- [Requisitos de la tarea]
A. Según el texto sobre la comida en Estados Unidos, ¿por qué la tortilla de patatas ofrecida como muestra de cocina española quedó ensombrecida en alguna ocasión? Responde en una a tres oraciones.
B. Traduce al inglés esta oración del texto sobre la comida en Estados Unidos: "La comida en Estados Unidos no es más que el reflejo de su sociedad: compensa su relativamente corta tradición con una variedad tan amplia como abierta a cambios y combinaciones."
C. Responde a partir del texto sobre la comida en Estados Unidos:
(i) ¿A qué se dedicaba Bob, el anfitrión en Canadá?
(ii) ¿Cuánto costaba el menú del restaurante tailandés?
(iii) ¿En qué tipo de restaurante se sirvió el "brunch" del domingo?

- [Texto extraído]
La comida norteamericana está marcada por ciertos estereotipos que, como en la mayoría de los casos, algunas veces son merecidos y otras exagerados. Mis anteriores experiencias aquí, por ejemplo, no fueron para nada como me esperaba. Las primeras fueron en Canadá, donde tuve la suerte de que mi anfitrión, Bob, fuera cocinero profesional. Pero, más allá de esa afortunada –y envidiada– coincidencia, las dos veces que he estado en Michigan teníamos cocineras que hacían menú local para el desayuno, el mediodía y la cena. Y he de confesar que me sorprendió la cantidad de verduras que, de un modo u otro, acompañan las comidas a modo de guarnición. Eso sí, hay ciertos mitos que pude confirmar, como la escasez de pescado y el acompañamiento usual de los platos con toda clase de salsas. De hecho, esa afición por añadir acompañamientos ha ensombrecido en alguna ocasión la tortilla de patatas con la que hemos pretendido ofrecer una muestra de cocina española, pues para un norteamericano no es más que un pastel de patata al que le falta, cuando menos, mayonesa.

Esta vez, y desde que llegamos aquí, parece que también estamos cumpliendo con varios de los tópicos. La comida en Estados Unidos no es más que el reflejo de su sociedad: compensa su relativamente corta tradición con una variedad tan amplia como abierta a cambios y combinaciones. Y en un momento en que uno se está asentando y recorriendo la ciudad por primera vez, las comidas, sobre todo a mediodía, se solucionan con una mezcla de recomendaciones y soluciones que encontramos a mano. Así, en la semana que hace que llevamos aquí, hemos pasado ya por algunos de los elementos más representativos de la comida que se puede encontrar por aquí:

- Jueves: Como no podía ser de otra manera, la cena nada más aterrizar en Estados Unidos tenía que ser (siguiendo con los tópicos) una hamburguesa. Nada extravagante, aunque podríamos haber pedido la especial de carne de búfalo de Canadá.
- Viernes: Pizzería recomendada; masa fina, bastante fiel, según parece, a la italiana. La mía, con una especie de sobrasada.
- Sábado: Tailandés. Bastante decepcionante. De hecho, el “pad thai” de Krachai, en Madrid, deja por los suelos al que nos pusieron. Pero claro, a 8 dólares el menú (y no, no era un chiringuito de la calle: comimos con servilletas de tela), te lo puedes esperar.
- Domingo: Otra experiencia bastante norteamericana –aunque servida en un restaurante francés–: el “brunch”, ese plato que se supone que se sirve como desayuno tardío o comida temprana. “Huevos a la benedictina” y unos sabrosos mejillones a la marinera con patatas fritas.
- Lunes: Hamburguesa de nuevo, pero esta vez, como ya comenté, con sabor a pegamento. Es la diferencia entre las de restaurante normal, como el primer día, y las de las cadenas de comida rápida.
- Martes: Cena en un australiano, aunque era algo que teníamos pendiente desde Filipinas, ya que se trata de una cadena (Outback) que servía las mejores hamburguesas (sí, Ana, por tercera vez; yo me tomé un buen filete) de Manila. Apuesta segura.

(Entradas de anotación de regiones)
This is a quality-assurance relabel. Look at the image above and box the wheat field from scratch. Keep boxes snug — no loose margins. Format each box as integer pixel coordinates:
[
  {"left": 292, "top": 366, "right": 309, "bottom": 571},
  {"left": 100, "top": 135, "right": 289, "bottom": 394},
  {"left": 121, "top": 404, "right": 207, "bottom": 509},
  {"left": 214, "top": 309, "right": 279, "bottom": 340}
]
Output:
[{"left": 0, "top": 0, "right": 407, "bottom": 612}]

- [Respuestas dadas]
A. Quedó ensombrecida por la afición norteamericana a añadir acompañamientos a los platos. Para un norteamericano, la tortilla no es más que un pastel de patata al que le falta, cuando menos, mayonesa.

B. Food in the United States is nothing more than a reflection of its society: it makes up for its relatively short tradition with a variety as broad as it is open to changes and combinations.

C.
(i) Era cocinero profesional.
(ii) Costaba 8 dólares.
(iii) En un restaurante francés.